Instruction - Gather every line below that contains the word "green". Case counts.
####
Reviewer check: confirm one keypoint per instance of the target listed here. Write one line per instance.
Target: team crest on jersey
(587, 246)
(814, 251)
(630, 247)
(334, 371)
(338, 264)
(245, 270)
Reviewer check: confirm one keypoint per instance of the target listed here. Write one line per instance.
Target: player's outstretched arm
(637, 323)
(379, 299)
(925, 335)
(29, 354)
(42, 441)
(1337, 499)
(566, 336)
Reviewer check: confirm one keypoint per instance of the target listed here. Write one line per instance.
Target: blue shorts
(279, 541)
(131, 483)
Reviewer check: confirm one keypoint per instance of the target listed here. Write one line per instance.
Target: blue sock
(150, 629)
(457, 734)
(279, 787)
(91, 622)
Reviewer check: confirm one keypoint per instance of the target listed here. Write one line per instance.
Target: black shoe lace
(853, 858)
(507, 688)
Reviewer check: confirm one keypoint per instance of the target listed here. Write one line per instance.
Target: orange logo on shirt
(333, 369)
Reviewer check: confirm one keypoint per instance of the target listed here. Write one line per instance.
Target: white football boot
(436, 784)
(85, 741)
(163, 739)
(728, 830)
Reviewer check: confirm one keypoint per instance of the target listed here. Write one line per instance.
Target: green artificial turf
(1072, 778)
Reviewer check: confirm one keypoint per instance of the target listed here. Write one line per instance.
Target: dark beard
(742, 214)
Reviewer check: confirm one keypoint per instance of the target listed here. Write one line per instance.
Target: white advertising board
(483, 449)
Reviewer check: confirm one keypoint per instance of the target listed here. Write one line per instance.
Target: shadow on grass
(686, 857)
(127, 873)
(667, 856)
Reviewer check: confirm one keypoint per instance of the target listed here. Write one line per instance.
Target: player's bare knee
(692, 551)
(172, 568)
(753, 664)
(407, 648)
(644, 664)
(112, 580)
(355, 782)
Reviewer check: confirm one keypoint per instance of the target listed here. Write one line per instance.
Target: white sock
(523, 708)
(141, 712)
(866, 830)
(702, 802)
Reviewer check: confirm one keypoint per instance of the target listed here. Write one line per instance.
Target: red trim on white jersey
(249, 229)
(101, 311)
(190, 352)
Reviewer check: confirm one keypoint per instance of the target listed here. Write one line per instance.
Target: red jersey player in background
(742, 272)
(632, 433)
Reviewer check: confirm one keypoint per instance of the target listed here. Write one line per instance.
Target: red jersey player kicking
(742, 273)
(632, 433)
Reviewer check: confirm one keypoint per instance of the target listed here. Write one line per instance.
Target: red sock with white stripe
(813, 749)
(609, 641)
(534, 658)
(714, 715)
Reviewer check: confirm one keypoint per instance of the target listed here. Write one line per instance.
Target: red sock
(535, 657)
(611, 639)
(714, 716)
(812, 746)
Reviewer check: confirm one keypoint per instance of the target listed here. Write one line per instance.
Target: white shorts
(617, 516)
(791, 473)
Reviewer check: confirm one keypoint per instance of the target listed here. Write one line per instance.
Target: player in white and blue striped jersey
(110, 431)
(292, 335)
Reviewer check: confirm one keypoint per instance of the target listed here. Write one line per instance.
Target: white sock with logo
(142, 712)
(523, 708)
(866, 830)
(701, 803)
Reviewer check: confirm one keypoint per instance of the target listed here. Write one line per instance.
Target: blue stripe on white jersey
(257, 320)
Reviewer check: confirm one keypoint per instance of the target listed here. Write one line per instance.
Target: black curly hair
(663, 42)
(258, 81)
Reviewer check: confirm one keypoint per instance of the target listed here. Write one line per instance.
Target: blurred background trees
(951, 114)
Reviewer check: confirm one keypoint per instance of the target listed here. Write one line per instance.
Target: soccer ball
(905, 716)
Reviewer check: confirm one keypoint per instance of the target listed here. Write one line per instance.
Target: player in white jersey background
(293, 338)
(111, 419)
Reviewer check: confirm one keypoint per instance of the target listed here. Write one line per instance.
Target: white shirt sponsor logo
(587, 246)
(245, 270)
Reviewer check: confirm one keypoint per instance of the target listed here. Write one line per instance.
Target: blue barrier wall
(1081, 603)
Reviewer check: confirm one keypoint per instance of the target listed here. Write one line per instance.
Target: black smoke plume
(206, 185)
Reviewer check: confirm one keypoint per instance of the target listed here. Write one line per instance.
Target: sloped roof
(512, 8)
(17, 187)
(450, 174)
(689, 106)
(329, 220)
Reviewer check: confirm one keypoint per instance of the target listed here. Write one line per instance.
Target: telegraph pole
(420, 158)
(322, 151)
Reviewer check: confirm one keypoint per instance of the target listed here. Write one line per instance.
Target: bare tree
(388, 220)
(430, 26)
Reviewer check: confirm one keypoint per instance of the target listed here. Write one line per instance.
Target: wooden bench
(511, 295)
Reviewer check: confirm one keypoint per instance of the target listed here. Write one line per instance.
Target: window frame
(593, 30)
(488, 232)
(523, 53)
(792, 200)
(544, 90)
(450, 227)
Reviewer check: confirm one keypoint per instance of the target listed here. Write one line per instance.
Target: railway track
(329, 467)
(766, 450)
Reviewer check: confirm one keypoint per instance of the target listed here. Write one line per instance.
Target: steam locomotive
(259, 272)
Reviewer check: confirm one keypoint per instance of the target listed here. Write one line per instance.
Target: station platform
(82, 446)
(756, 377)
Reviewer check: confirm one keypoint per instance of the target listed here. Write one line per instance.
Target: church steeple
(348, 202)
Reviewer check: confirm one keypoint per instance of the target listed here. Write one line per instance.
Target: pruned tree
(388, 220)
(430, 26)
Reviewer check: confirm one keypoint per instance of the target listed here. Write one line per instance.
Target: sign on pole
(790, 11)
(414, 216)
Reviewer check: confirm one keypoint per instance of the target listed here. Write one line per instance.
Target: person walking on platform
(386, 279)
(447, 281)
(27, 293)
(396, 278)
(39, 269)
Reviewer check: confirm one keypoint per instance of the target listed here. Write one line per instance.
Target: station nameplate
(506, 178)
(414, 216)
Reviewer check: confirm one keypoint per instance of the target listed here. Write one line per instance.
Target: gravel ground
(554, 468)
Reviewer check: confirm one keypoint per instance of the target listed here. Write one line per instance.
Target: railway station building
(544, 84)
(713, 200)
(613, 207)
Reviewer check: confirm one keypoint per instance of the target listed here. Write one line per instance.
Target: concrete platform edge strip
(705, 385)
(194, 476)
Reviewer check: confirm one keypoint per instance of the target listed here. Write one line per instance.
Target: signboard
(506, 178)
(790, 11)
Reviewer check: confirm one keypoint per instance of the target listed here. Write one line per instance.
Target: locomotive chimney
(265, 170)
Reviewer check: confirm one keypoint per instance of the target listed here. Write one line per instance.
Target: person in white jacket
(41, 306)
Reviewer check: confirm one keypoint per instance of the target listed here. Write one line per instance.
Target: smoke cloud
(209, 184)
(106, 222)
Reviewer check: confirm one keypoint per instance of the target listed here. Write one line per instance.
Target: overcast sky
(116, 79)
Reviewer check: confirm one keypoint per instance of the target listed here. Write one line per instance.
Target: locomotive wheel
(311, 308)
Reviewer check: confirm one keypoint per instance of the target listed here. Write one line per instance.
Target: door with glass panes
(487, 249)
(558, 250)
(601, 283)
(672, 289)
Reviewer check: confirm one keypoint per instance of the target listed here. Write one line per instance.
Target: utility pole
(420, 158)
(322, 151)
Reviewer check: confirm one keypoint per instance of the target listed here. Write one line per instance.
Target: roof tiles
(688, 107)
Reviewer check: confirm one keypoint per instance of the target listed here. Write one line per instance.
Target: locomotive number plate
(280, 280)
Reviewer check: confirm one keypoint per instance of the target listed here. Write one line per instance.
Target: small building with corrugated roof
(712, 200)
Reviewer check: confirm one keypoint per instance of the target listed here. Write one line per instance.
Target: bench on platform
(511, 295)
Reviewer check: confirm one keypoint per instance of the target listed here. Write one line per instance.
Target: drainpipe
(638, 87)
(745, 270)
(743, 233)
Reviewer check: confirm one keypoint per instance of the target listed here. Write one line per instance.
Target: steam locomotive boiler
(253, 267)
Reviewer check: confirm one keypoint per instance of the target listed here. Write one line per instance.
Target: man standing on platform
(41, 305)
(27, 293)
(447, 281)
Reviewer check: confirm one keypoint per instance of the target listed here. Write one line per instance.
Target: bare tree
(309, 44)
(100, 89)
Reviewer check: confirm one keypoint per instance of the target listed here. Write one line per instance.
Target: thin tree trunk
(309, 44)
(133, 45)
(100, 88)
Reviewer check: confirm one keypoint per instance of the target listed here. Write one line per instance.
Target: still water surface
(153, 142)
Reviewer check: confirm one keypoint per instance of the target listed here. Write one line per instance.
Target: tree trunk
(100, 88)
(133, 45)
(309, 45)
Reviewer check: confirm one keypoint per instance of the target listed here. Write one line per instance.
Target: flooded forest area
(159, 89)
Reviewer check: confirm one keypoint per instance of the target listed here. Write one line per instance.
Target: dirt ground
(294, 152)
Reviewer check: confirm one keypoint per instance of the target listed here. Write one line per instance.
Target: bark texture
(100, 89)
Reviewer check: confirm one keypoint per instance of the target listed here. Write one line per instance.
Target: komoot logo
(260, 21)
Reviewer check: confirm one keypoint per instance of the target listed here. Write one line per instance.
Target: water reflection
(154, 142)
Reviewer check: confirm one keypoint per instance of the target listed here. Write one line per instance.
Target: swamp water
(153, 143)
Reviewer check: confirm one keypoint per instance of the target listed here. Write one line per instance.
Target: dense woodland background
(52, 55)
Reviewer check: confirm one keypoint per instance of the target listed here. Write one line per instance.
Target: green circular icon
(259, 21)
####
Task answer -
Target: green artificial turf
Target: green circular icon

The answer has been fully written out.